## Job
Starting at the beginning of the entries and going on through the line containing "box: [153, 144, 264, 157]", rewrite those lines with "approximate" changed to "estimated" and everything else left unchanged. Omit the pictures.

*** Provided data Section Begins ***

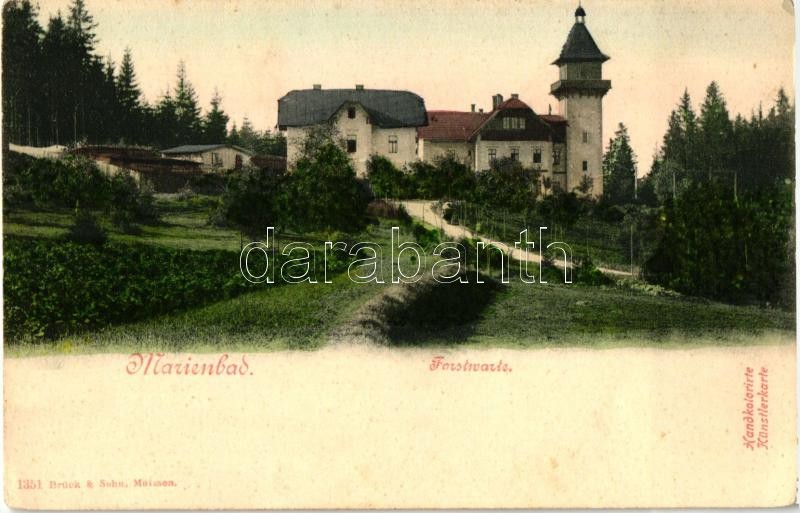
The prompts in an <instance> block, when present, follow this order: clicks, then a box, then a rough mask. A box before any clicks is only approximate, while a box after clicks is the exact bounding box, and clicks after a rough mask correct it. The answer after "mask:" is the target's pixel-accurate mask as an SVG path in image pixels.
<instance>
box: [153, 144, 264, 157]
mask: <svg viewBox="0 0 800 513" xmlns="http://www.w3.org/2000/svg"><path fill="white" fill-rule="evenodd" d="M217 148H233V149H234V150H237V151H241V152H242V153H246V154H247V155H250V156H253V155H255V153H253V152H252V151H250V150H248V149H246V148H240V147H239V146H234V145H233V144H184V145H183V146H176V147H174V148H169V149H167V150H161V153H164V154H166V155H186V154H188V153H204V152H206V151H211V150H216V149H217Z"/></svg>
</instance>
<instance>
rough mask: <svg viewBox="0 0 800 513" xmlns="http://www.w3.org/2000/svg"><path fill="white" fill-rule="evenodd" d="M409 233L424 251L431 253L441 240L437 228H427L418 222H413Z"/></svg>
mask: <svg viewBox="0 0 800 513" xmlns="http://www.w3.org/2000/svg"><path fill="white" fill-rule="evenodd" d="M411 234H412V235H413V236H414V239H415V240H416V241H417V244H419V245H420V246H421V247H422V249H424V250H425V252H426V253H431V252H432V251H433V250H434V248H436V246H438V245H439V244H440V243H441V242H442V237H441V234H440V233H439V230H428V229H427V228H425V227H424V226H422V225H421V224H418V223H414V225H413V227H412V228H411Z"/></svg>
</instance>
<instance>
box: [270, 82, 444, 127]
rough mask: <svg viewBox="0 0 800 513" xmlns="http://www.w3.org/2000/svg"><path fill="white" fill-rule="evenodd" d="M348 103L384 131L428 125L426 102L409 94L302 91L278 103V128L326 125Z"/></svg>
mask: <svg viewBox="0 0 800 513" xmlns="http://www.w3.org/2000/svg"><path fill="white" fill-rule="evenodd" d="M345 103H358V104H360V105H361V106H362V107H364V109H365V110H366V111H367V112H368V113H369V115H370V120H371V122H372V123H373V124H375V125H377V126H379V127H381V128H398V127H417V126H424V125H426V124H427V121H428V117H427V114H426V112H425V101H424V100H423V99H422V98H421V97H420V96H418V95H416V94H414V93H411V92H409V91H389V90H383V89H301V90H294V91H289V93H287V94H286V95H285V96H284V97H283V98H281V99H280V100H278V126H279V127H280V128H285V127H289V126H309V125H317V124H320V123H324V122H326V121H328V120H329V119H331V117H332V116H333V115H334V114H335V113H336V112H338V111H339V109H340V108H341V107H342V105H343V104H345Z"/></svg>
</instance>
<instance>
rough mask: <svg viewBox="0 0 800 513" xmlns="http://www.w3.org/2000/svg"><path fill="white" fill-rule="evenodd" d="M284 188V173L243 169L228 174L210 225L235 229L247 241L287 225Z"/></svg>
mask: <svg viewBox="0 0 800 513" xmlns="http://www.w3.org/2000/svg"><path fill="white" fill-rule="evenodd" d="M285 184H286V175H285V173H283V172H278V171H267V170H261V169H256V168H244V169H242V170H240V171H236V172H234V173H232V174H230V175H229V176H228V180H227V183H226V185H225V192H224V193H223V194H222V201H221V203H220V205H219V207H218V209H217V210H216V211H214V212H213V213H212V216H211V222H212V223H214V224H217V225H225V226H235V227H236V228H238V229H239V230H240V231H242V232H243V233H245V234H246V235H248V236H250V237H251V238H256V237H258V236H259V235H263V234H265V233H266V230H267V228H268V227H270V226H273V227H276V228H281V227H282V226H283V225H284V224H285V223H286V222H287V221H288V218H287V215H286V210H288V205H287V198H286V190H285Z"/></svg>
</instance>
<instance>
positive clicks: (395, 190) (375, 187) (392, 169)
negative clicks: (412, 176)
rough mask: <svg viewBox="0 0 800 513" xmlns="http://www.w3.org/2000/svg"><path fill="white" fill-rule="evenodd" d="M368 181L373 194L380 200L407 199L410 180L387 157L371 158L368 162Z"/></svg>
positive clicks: (372, 157)
mask: <svg viewBox="0 0 800 513" xmlns="http://www.w3.org/2000/svg"><path fill="white" fill-rule="evenodd" d="M367 179H368V180H369V185H370V187H371V188H372V192H373V194H375V196H376V197H378V198H404V197H406V194H405V193H406V192H407V191H408V188H409V184H408V183H407V182H408V178H407V177H406V175H405V174H404V173H403V172H402V171H401V170H399V169H398V168H397V166H395V165H394V164H393V163H392V161H391V160H389V159H387V158H386V157H382V156H380V155H372V156H371V157H370V159H369V160H368V161H367Z"/></svg>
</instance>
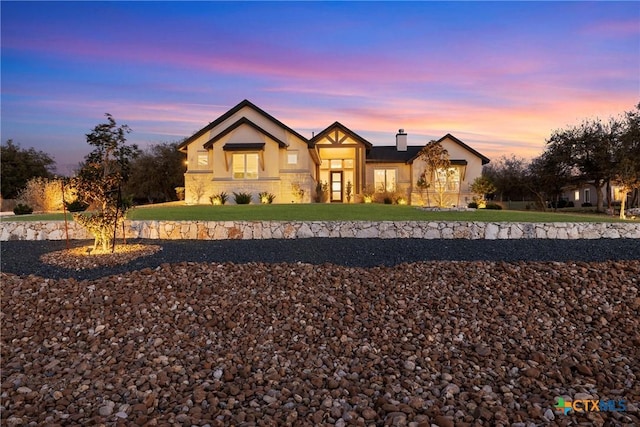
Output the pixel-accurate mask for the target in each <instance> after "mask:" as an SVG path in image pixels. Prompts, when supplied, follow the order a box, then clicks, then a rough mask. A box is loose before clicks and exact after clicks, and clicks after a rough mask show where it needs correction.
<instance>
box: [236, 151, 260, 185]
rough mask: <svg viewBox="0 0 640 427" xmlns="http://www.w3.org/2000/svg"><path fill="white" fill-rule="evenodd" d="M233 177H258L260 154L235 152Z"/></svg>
mask: <svg viewBox="0 0 640 427" xmlns="http://www.w3.org/2000/svg"><path fill="white" fill-rule="evenodd" d="M233 178H234V179H258V154H257V153H248V154H234V155H233Z"/></svg>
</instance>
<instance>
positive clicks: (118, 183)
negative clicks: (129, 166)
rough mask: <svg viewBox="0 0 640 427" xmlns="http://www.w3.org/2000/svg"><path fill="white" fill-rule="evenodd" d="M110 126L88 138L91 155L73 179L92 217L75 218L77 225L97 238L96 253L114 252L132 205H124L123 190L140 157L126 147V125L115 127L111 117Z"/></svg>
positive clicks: (105, 123) (134, 145) (134, 146)
mask: <svg viewBox="0 0 640 427" xmlns="http://www.w3.org/2000/svg"><path fill="white" fill-rule="evenodd" d="M106 116H107V123H102V124H99V125H97V126H96V127H95V128H94V129H93V131H92V132H91V133H89V134H87V143H88V144H89V145H91V146H92V147H94V148H93V151H91V152H90V153H89V154H88V155H87V156H86V157H85V161H84V164H83V165H82V167H81V169H80V170H79V171H78V174H77V176H76V177H74V178H73V180H72V181H73V182H72V184H73V186H74V188H75V190H76V196H77V197H78V200H80V201H81V202H84V203H87V204H89V205H90V206H91V207H90V209H91V212H90V213H77V214H74V215H73V218H74V219H75V221H76V222H78V223H79V224H80V225H82V226H83V227H84V228H86V229H87V230H88V231H89V232H90V233H91V234H93V236H94V237H95V242H94V249H97V248H98V247H101V249H102V250H103V251H105V252H106V251H107V250H108V249H109V246H111V250H112V251H113V250H114V242H115V233H116V230H117V227H118V225H120V224H122V221H123V219H124V215H125V214H126V212H127V210H128V209H129V207H130V205H129V204H128V203H124V202H123V198H122V188H123V185H124V184H125V183H126V181H127V178H128V175H129V165H130V163H131V160H132V159H134V158H135V157H136V156H137V155H138V153H139V150H138V147H137V146H136V145H126V142H127V139H126V137H125V136H126V134H127V133H129V132H131V130H130V129H129V127H128V126H127V125H120V126H118V125H117V124H116V121H115V120H114V119H113V117H112V116H111V115H110V114H106Z"/></svg>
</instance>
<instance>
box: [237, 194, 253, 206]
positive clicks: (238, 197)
mask: <svg viewBox="0 0 640 427" xmlns="http://www.w3.org/2000/svg"><path fill="white" fill-rule="evenodd" d="M233 200H235V202H236V205H248V204H249V203H251V193H235V192H234V193H233Z"/></svg>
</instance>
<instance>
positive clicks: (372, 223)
mask: <svg viewBox="0 0 640 427" xmlns="http://www.w3.org/2000/svg"><path fill="white" fill-rule="evenodd" d="M68 230H69V238H70V239H92V236H91V235H90V234H89V233H87V232H86V231H85V230H84V229H83V228H81V227H80V226H79V225H78V224H76V223H75V222H73V221H71V222H69V223H68ZM125 233H126V237H127V238H130V239H137V238H139V239H176V240H177V239H187V240H196V239H197V240H224V239H300V238H309V237H355V238H382V239H394V238H417V239H599V238H607V239H619V238H630V239H638V238H640V224H639V223H622V222H616V223H589V222H584V223H574V222H569V223H565V222H551V223H530V222H515V223H510V222H471V221H455V222H444V221H379V222H370V221H309V222H302V221H126V222H125ZM118 237H122V233H121V232H120V233H118ZM64 239H65V226H64V221H48V222H35V221H34V222H29V221H18V222H5V221H2V222H0V241H7V240H64Z"/></svg>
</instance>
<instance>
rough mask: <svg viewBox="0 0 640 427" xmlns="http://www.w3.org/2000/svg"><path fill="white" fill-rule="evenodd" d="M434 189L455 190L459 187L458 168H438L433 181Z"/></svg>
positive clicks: (458, 170) (457, 189)
mask: <svg viewBox="0 0 640 427" xmlns="http://www.w3.org/2000/svg"><path fill="white" fill-rule="evenodd" d="M434 184H435V185H434V186H435V189H436V191H447V192H449V191H450V192H455V191H458V190H459V189H460V169H458V168H455V167H453V168H449V169H442V168H441V169H438V170H437V171H436V179H435V182H434Z"/></svg>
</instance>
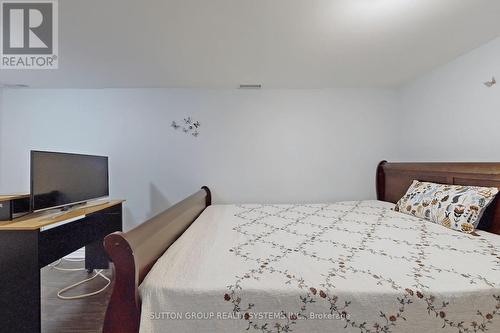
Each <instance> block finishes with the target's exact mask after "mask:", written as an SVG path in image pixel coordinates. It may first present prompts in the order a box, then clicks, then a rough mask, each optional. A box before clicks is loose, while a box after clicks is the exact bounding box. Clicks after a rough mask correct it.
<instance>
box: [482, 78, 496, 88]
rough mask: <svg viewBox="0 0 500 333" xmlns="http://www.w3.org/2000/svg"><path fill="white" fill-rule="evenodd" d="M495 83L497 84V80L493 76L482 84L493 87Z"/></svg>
mask: <svg viewBox="0 0 500 333" xmlns="http://www.w3.org/2000/svg"><path fill="white" fill-rule="evenodd" d="M495 84H497V80H495V77H492V78H491V81H486V82H485V83H484V85H485V86H487V87H488V88H491V87H493V86H494V85H495Z"/></svg>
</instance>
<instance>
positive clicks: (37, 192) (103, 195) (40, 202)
mask: <svg viewBox="0 0 500 333" xmlns="http://www.w3.org/2000/svg"><path fill="white" fill-rule="evenodd" d="M108 195H109V182H108V158H107V157H105V156H92V155H80V154H67V153H56V152H47V151H31V210H32V211H37V210H42V209H47V208H56V207H64V206H69V205H72V204H77V203H81V202H85V201H88V200H91V199H96V198H101V197H106V196H108Z"/></svg>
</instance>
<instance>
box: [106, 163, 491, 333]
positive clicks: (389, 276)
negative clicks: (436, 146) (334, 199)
mask: <svg viewBox="0 0 500 333" xmlns="http://www.w3.org/2000/svg"><path fill="white" fill-rule="evenodd" d="M413 179H418V180H422V181H432V182H439V183H446V184H462V185H481V186H496V187H499V188H500V164H498V163H387V162H381V163H380V164H379V166H378V168H377V177H376V184H377V199H378V200H368V201H350V202H339V203H325V204H301V205H299V204H290V205H271V204H267V205H250V204H249V205H214V206H212V205H211V196H210V191H209V189H208V188H206V187H204V188H202V190H200V191H199V192H197V193H195V194H194V195H192V196H190V197H189V198H186V199H185V200H183V201H181V202H180V203H179V204H177V205H175V206H173V207H172V208H170V209H169V210H167V211H166V212H165V213H163V214H161V215H159V216H157V217H155V218H153V219H152V220H150V221H148V222H146V223H144V224H143V225H141V226H139V227H137V228H135V229H133V230H131V231H129V232H127V233H115V234H111V235H110V236H108V237H107V238H106V240H105V247H106V249H107V251H108V253H109V254H110V256H111V258H112V260H113V262H114V264H115V286H114V290H113V294H112V297H111V300H110V303H109V306H108V310H107V313H106V319H105V323H104V332H141V333H146V332H223V333H224V332H243V331H250V332H251V331H256V332H434V331H442V332H481V331H490V332H495V331H500V319H499V318H498V316H499V315H500V237H499V236H498V234H499V233H500V207H499V206H500V205H497V203H496V202H494V203H493V204H492V205H491V206H490V207H489V208H488V210H487V212H486V214H485V216H484V217H483V220H482V221H481V225H480V227H481V228H482V229H483V230H479V231H478V232H477V235H470V234H463V233H459V232H456V231H453V230H449V229H446V228H444V227H442V226H440V225H437V224H433V223H430V222H428V221H425V220H422V219H419V218H416V217H412V216H409V215H404V214H401V213H398V212H395V211H393V210H392V208H393V207H394V203H395V202H396V201H397V200H398V199H399V198H400V197H401V196H402V195H403V194H404V193H405V191H406V189H407V188H408V186H409V185H410V184H411V182H412V180H413ZM167 249H168V251H167Z"/></svg>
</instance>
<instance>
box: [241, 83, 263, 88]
mask: <svg viewBox="0 0 500 333" xmlns="http://www.w3.org/2000/svg"><path fill="white" fill-rule="evenodd" d="M260 88H262V84H240V89H260Z"/></svg>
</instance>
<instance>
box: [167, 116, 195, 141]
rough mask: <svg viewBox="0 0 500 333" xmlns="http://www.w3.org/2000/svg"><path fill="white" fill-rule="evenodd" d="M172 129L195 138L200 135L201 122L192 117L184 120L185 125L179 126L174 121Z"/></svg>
mask: <svg viewBox="0 0 500 333" xmlns="http://www.w3.org/2000/svg"><path fill="white" fill-rule="evenodd" d="M171 126H172V128H173V129H174V130H178V129H181V130H182V132H183V133H186V134H191V135H192V136H194V137H195V138H196V137H198V135H200V132H199V129H200V127H201V124H200V122H199V121H197V120H194V119H193V118H191V117H187V118H184V120H183V125H179V124H178V123H177V122H176V121H175V120H174V121H172V125H171Z"/></svg>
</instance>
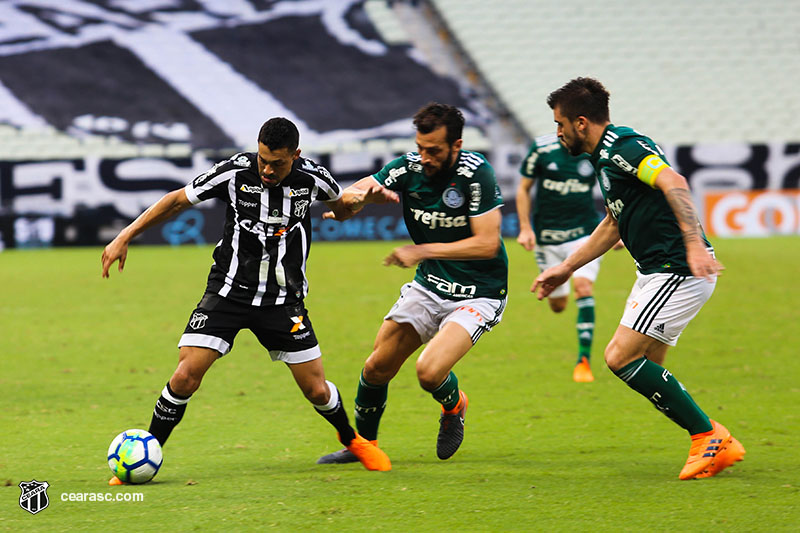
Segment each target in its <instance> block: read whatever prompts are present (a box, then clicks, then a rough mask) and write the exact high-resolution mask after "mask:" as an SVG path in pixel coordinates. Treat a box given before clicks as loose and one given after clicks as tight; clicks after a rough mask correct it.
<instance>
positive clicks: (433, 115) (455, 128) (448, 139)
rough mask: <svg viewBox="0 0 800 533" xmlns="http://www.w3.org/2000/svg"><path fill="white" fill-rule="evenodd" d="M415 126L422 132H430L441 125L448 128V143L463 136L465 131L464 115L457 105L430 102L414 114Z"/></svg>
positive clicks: (437, 128)
mask: <svg viewBox="0 0 800 533" xmlns="http://www.w3.org/2000/svg"><path fill="white" fill-rule="evenodd" d="M414 126H416V128H417V131H418V132H420V133H430V132H432V131H433V130H435V129H438V128H439V127H441V126H445V127H446V128H447V138H446V139H447V144H453V143H454V142H456V141H457V140H459V139H460V138H461V134H462V132H463V131H464V115H462V114H461V111H459V109H458V108H457V107H455V106H451V105H447V104H440V103H437V102H430V103H429V104H427V105H425V106H423V107H421V108H420V110H419V111H417V112H416V114H415V115H414Z"/></svg>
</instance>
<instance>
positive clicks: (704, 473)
mask: <svg viewBox="0 0 800 533" xmlns="http://www.w3.org/2000/svg"><path fill="white" fill-rule="evenodd" d="M712 422H713V421H712ZM745 453H747V451H746V450H745V449H744V446H742V443H741V442H739V441H738V440H736V439H735V438H733V437H731V440H730V442H729V443H728V444H727V446H725V447H724V448H723V449H722V450H720V451H719V452H718V453H717V456H716V457H715V458H714V460H713V461H711V464H710V465H709V466H708V468H706V469H705V470H703V471H702V472H701V473H699V474H697V475H696V476H695V477H694V478H695V479H703V478H707V477H712V476H716V475H717V474H719V473H720V472H722V471H723V470H725V469H726V468H728V467H729V466H733V464H734V463H736V462H737V461H741V460H742V459H744V454H745Z"/></svg>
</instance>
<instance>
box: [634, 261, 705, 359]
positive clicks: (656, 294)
mask: <svg viewBox="0 0 800 533" xmlns="http://www.w3.org/2000/svg"><path fill="white" fill-rule="evenodd" d="M716 284H717V280H716V278H714V281H708V280H707V279H705V278H696V277H694V276H682V275H680V274H670V273H664V272H657V273H655V274H642V273H641V272H637V273H636V283H634V284H633V289H631V293H630V295H629V296H628V301H627V303H626V304H625V313H624V314H623V315H622V320H620V322H619V323H620V324H621V325H623V326H625V327H628V328H631V329H632V330H634V331H638V332H639V333H642V334H644V335H647V336H648V337H652V338H654V339H657V340H659V341H661V342H663V343H664V344H668V345H670V346H675V344H677V342H678V337H680V336H681V333H682V332H683V330H684V328H686V326H687V324H689V322H690V321H691V320H692V319H693V318H694V317H695V315H696V314H697V312H698V311H700V308H701V307H703V304H704V303H706V301H708V299H709V298H710V297H711V293H713V292H714V287H715V286H716Z"/></svg>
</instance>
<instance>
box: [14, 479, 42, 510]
mask: <svg viewBox="0 0 800 533" xmlns="http://www.w3.org/2000/svg"><path fill="white" fill-rule="evenodd" d="M49 486H50V484H49V483H48V482H47V481H36V480H35V479H33V480H31V481H20V483H19V488H20V490H21V491H22V494H20V496H19V506H20V507H22V508H23V509H25V510H26V511H28V512H29V513H31V514H36V513H38V512H39V511H43V510H45V509H47V506H48V505H50V499H49V498H48V497H47V488H48V487H49Z"/></svg>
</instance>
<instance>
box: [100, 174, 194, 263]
mask: <svg viewBox="0 0 800 533" xmlns="http://www.w3.org/2000/svg"><path fill="white" fill-rule="evenodd" d="M191 205H192V204H191V202H189V199H188V198H187V197H186V191H185V190H184V189H178V190H176V191H172V192H169V193H167V194H165V195H164V196H162V197H161V199H160V200H159V201H157V202H156V203H154V204H153V205H151V206H150V207H148V208H147V209H146V210H145V212H144V213H142V214H141V215H139V216H138V217H137V218H136V220H134V221H133V222H131V223H130V224H129V225H128V227H126V228H125V229H123V230H122V231H120V232H119V235H117V236H116V237H114V240H113V241H111V242H110V243H108V246H106V247H105V249H104V250H103V256H102V257H101V259H100V260H101V262H102V264H103V277H104V278H107V277H108V269H109V268H110V267H111V265H113V264H114V261H117V260H119V267H118V270H119V271H120V272H122V269H123V268H124V267H125V259H126V258H127V257H128V244H130V242H131V241H132V240H133V238H134V237H136V236H137V235H139V234H140V233H142V232H143V231H144V230H146V229H147V228H149V227H151V226H155V225H156V224H158V223H160V222H164V221H165V220H167V219H169V218H171V217H173V216H174V215H176V214H178V213H180V212H181V211H183V210H184V209H186V208H187V207H190V206H191Z"/></svg>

*** Provided data Section Ends ***

## Answer to the problem
The prompts in an <instance> block, when present, follow this order: clicks, then a box, then a rough mask. A box before any clicks is only estimated, while a box after clicks is the exact bounding box, and clicks after a rough mask correct it. The answer after "mask:" is the target's pixel-accurate mask as an SVG path in image pixels.
<instance>
box: [153, 144, 264, 157]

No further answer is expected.